-- start of Input rows --

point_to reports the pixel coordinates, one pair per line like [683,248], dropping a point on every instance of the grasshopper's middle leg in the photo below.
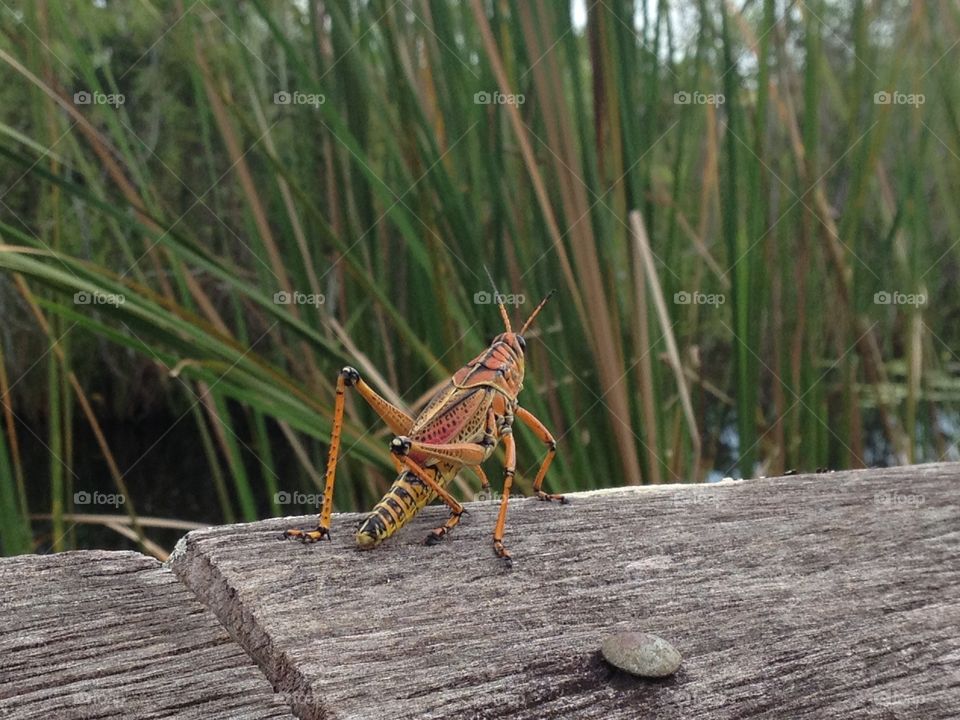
[396,419]
[531,421]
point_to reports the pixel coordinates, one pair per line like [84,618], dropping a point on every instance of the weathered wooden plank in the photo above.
[819,596]
[115,635]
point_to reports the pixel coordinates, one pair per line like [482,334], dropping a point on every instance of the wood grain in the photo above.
[820,596]
[115,635]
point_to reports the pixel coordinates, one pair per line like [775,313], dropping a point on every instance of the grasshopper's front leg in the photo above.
[398,420]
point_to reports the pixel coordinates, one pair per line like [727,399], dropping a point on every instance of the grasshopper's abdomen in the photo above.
[405,498]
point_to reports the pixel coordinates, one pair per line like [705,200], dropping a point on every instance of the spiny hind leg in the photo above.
[398,420]
[540,430]
[508,473]
[400,447]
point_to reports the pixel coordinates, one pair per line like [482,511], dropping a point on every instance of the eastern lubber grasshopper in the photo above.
[460,427]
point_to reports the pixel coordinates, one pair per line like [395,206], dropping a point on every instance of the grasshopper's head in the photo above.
[515,341]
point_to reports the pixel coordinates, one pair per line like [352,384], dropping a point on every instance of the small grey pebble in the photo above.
[641,654]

-- end of Input rows --

Reproduce precisely the span of lines that begins at the line containing "abdomen in the photo above." and ends with the last line of the listing.

→ Response:
point_to reports the pixel coordinates, one pair per line like [727,399], dropping a point on every instance of the grasshopper's abdomen in the photo above.
[405,498]
point_to reports the pixel coordinates, one pair per line like [705,200], dropping a point on every instance of the spiny hind leg in the photo above.
[398,420]
[540,430]
[508,473]
[400,447]
point_to reports the pixel coordinates, one pair per line like [482,511], dropping a point on every instance of the eastern lubber grasshopper in the photo above.
[460,427]
point_to reports the pixel coordinates, one pair per line like [395,206], dropping a point on every instance of the grasshopper's head in the photo above.
[515,341]
point_to reports the pixel coordinates, one pair per line like [352,384], dropping a point on every instance of the small grey pebble in the photo above.
[641,654]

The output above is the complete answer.